# SELECTED TEXT:

Jem and her friends are so earnest. I want to ask them why they abide by the rules that were made by someone else. Do they think they will be granted a space in hologram heaven? And if so, what does it mean to them to be good girls in the here and now? Do they get the boyfriends? The record contracts? The cool earrings? The mansion? The legacy from dead daddy?
(All of the above.)
Just when I want to write a Marxist reclamation of the Misfits, I remember that the “leader” of the group, Pizzazz, is basically a rich twat. This complicates matters, because her group-mates all come from a poor(er) backgrounds. The Misfits are made to appear “tacky”—loud, brash, uncivilised and unladylike in comparison to the docile, polite, and pastel-attired Jem and friends, who speak proper English, not slang, in modulated voices. Jem and the Holograms are a band of Kate Middletons. Even if they are not well-off, or orphans, they come from good stock. They have a claim to a legacy of good breeding. But the Misfits are always destroying things, even property.

# TO-DO LIST:
A. Extract the portion of the passage on Jem and the Misfits from "Jem and her" to "from dead daddy?".
B. In the passage on Jem and the Misfits, what real person is Jem and the Holograms likened to as a band?
The data after this passage on Jem and the Misfits has no connection to it.

# RECORDED INFORMATION:
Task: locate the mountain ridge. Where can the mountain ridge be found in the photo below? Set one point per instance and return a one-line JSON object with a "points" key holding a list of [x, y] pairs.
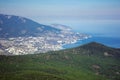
{"points": [[71, 64], [20, 26]]}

# RESULTS OF THE EXERCISE:
A.
Jem and her friends are so earnest. I want to ask them why they abide by the rules that were made by someone else. Do they think they will be granted a space in hologram heaven? And if so, what does it mean to them to be good girls in the here and now? Do they get the boyfriends? The record contracts? The cool earrings? The mansion? The legacy from dead daddy?

B. Kate Middleton